A Cold Case Reinvestigated

Statue of Mother & Child on the grounds of the current Welfare Agency for single mothers.

Statue of Mother & Child on the grounds of the current Welfare Agency.

 

4. Pohang – A Cold Case Reinvestigated

I had said good-bye to Adam and Micah, the two young men I met in Tapgol Park on Sunday, August 24, and in the next three days, I scrambled to get a new game plan in place since Sally, the keystone of my original plan, was no longer able to help me. Because my father’s family has had a long history of Presbyterian mission work in Korea, I was able to tap into a large network of ministers and missionaries who were willing to take up where Sally had left off. (Top photo: Statue of Mother and Child on the grounds of the current Welfare Agency for single mothers).

Me, Andrew & Pastor Kim

Me, Andrew & Pastor Kim.

Steven was the 21-year old son of a professor at the Presbyterian College and Theological Seminary, which had been founded by Samuel Austin Moffett, my great-grandfather in the early 1900s. Steven, at his father’s request, was gracious enough to agree to accompany me to Pohang and be my guide and translator. There was also Pastor Kim, an assistant pastor at the Pohang Presbyterian Church, the largest church in the city with over 10,000 members. This connection would prove invaluable since he was able to get us meaningful meetings with City Hall, the police station, and the orphanage.

----------

WORK INSTRUCTIONS:
[1] Condense the paragraph of the Pohang account that begins "Steven was the 21-year old son" into a short list that keeps its main facts.
[2] In the records, please swap "Spot" for "Locate" in the lines starting with the line containing "Spot the woven" and going on through the line containing "(107, 1227)", and give back only those lines.
The text and the records have nothing to do with each other.

DATASET CONTENT:
----------

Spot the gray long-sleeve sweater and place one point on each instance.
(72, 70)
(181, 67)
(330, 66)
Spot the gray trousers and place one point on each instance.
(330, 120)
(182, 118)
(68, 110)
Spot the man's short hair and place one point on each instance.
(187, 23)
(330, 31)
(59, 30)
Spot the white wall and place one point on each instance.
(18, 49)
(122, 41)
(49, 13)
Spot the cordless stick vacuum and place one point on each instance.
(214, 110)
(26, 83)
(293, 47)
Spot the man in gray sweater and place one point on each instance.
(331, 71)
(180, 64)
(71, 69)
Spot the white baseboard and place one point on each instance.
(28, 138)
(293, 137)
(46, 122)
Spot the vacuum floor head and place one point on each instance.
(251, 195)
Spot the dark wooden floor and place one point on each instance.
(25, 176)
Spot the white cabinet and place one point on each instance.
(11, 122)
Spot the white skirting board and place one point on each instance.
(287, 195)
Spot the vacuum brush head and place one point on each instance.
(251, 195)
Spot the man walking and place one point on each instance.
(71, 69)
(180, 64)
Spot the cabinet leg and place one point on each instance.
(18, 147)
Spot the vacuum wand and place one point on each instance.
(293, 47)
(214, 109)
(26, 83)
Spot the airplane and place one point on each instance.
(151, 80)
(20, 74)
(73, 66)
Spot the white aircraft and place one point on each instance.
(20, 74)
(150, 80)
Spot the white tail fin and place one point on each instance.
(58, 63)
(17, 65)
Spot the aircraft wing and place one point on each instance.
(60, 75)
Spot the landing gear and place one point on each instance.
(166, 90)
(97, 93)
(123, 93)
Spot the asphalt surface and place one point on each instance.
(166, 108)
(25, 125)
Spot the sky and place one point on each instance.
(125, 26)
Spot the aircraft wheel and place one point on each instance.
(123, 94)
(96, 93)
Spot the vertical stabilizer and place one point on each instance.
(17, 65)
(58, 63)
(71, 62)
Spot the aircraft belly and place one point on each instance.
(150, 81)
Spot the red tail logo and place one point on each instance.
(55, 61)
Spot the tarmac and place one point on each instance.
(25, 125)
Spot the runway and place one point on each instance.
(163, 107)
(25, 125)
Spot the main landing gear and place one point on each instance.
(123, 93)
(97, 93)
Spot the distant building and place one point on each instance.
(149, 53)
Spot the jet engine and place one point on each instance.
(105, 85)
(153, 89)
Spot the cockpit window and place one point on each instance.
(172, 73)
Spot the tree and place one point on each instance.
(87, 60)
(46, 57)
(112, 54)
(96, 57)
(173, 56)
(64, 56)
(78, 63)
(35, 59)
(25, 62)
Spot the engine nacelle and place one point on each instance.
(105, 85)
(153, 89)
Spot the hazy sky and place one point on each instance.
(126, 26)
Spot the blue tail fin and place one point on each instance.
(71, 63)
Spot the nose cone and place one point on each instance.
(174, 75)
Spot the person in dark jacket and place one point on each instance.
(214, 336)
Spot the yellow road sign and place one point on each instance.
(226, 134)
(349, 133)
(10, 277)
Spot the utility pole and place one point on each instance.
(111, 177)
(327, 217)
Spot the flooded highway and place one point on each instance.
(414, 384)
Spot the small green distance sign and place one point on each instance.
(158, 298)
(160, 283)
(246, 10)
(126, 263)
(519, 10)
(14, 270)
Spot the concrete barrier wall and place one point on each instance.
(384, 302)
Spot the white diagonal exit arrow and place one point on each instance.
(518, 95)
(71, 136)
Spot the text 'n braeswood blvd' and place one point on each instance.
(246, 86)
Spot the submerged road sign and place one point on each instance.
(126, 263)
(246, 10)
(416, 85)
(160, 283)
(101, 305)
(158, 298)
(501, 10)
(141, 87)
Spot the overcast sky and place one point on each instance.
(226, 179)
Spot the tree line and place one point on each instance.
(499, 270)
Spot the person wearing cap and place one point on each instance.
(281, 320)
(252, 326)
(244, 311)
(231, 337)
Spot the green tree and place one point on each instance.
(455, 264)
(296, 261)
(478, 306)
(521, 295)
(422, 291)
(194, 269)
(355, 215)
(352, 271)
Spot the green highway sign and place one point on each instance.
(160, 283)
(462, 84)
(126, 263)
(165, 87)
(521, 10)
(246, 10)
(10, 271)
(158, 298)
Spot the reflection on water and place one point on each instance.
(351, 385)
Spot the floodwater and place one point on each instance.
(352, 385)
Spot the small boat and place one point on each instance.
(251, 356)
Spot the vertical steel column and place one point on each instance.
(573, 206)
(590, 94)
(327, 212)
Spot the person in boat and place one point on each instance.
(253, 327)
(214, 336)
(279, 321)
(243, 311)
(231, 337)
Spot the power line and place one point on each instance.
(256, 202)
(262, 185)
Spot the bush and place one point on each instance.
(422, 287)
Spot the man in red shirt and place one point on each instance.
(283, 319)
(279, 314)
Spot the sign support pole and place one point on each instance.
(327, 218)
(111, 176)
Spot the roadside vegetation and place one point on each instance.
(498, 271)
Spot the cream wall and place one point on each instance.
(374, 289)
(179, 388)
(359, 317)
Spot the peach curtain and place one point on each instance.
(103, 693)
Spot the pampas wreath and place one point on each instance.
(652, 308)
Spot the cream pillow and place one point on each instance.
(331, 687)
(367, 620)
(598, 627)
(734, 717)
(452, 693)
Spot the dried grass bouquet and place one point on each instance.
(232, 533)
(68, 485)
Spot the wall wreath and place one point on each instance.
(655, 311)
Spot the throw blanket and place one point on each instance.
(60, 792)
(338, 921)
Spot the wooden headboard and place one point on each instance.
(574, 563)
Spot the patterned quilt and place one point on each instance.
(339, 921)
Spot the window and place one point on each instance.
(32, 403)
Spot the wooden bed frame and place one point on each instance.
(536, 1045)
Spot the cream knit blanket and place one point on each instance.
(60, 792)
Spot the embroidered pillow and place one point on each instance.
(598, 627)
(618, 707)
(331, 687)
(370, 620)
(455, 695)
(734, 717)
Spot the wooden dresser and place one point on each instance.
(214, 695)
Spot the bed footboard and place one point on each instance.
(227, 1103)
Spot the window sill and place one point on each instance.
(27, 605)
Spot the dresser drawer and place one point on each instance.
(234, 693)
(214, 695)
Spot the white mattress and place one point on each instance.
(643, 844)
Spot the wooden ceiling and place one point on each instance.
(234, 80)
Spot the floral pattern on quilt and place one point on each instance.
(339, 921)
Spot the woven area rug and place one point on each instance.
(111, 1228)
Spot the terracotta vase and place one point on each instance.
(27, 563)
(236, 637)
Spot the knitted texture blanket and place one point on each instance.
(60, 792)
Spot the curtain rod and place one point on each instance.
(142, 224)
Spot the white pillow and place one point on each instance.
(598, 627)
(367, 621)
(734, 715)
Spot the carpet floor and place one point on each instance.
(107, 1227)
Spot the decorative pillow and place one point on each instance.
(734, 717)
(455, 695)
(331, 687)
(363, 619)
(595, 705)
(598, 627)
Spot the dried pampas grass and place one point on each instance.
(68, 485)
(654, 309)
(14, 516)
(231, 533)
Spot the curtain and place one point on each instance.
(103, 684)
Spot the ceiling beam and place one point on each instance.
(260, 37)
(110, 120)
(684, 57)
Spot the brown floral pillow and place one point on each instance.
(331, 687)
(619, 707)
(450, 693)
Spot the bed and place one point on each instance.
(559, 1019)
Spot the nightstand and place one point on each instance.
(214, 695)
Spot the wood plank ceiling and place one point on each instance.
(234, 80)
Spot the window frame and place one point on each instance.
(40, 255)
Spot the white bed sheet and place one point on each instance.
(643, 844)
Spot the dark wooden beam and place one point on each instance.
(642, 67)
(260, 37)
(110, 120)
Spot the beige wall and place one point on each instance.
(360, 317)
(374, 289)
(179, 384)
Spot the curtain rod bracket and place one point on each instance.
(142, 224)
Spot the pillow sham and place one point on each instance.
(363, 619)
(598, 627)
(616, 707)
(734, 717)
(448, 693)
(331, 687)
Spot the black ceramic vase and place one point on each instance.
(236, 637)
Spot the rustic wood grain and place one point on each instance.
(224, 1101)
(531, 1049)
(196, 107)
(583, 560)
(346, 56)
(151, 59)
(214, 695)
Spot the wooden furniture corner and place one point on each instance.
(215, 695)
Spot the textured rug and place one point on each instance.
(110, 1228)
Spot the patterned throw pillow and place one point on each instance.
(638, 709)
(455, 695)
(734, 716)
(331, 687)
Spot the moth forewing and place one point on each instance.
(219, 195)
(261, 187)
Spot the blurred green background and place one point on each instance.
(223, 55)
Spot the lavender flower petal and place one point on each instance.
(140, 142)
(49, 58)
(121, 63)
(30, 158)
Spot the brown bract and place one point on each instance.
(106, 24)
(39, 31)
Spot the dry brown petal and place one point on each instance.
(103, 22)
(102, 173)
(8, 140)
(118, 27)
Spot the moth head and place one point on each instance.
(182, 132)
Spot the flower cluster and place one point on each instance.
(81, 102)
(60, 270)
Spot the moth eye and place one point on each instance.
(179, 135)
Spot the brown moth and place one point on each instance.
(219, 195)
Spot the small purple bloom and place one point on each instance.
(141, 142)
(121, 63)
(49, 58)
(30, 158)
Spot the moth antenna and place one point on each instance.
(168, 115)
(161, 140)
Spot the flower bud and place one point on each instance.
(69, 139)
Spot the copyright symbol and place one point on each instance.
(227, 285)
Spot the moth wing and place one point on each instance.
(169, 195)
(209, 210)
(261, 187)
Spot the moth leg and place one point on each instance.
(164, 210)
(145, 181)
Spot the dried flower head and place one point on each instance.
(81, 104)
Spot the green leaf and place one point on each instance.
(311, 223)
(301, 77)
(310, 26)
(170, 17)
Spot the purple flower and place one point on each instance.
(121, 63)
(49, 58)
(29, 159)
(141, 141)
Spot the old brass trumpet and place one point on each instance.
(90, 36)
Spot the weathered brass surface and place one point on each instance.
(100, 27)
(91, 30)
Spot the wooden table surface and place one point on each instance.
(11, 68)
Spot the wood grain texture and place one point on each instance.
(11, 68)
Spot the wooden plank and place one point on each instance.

----------

REPLIES:
[1]
- Steven, 21, was the son of a professor at the Presbyterian College and Theological Seminary, which the writer's great-grandfather, Samuel Austin Moffett, founded in the early 1900s.
- At his father's request, Steven agreed to go to Pohang as the writer's guide and translator.
- Pastor Kim was an assistant pastor at the Pohang Presbyterian Church, the city's largest church, with over 10,000 members.
- He was able to arrange meetings with City Hall, the police station, and the orphanage.

[2]
Locate the woven area rug and place one point on each instance.
(111, 1228)
Locate the terracotta vase and place one point on each instance.
(27, 563)
(236, 637)
Locate the knitted texture blanket and place one point on each instance.
(60, 792)
Locate the curtain rod and place one point on each instance.
(142, 224)
Locate the white pillow and place one point on each instance.
(598, 627)
(367, 621)
(734, 715)
Locate the carpet floor and place one point on each instance.
(107, 1227)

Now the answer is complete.